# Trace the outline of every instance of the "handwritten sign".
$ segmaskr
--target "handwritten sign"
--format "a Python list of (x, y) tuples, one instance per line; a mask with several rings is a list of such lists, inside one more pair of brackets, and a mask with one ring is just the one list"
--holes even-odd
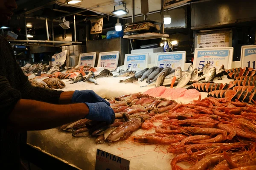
============
- [Stated task]:
Output every line of the records as a numbered list, omitting blank lines and leaving out the pictures.

- [Written solution]:
1. # Trace the outline of every instance of the "handwritten sign".
2. $ segmaskr
3. --target "handwritten sign"
4. --format "a Python list of (x, y) tuples, one instance per line; a mask with several rings is a list of such lists, inside one more pair of brackets, and a mask with one ring is just the one list"
5. --holes even-odd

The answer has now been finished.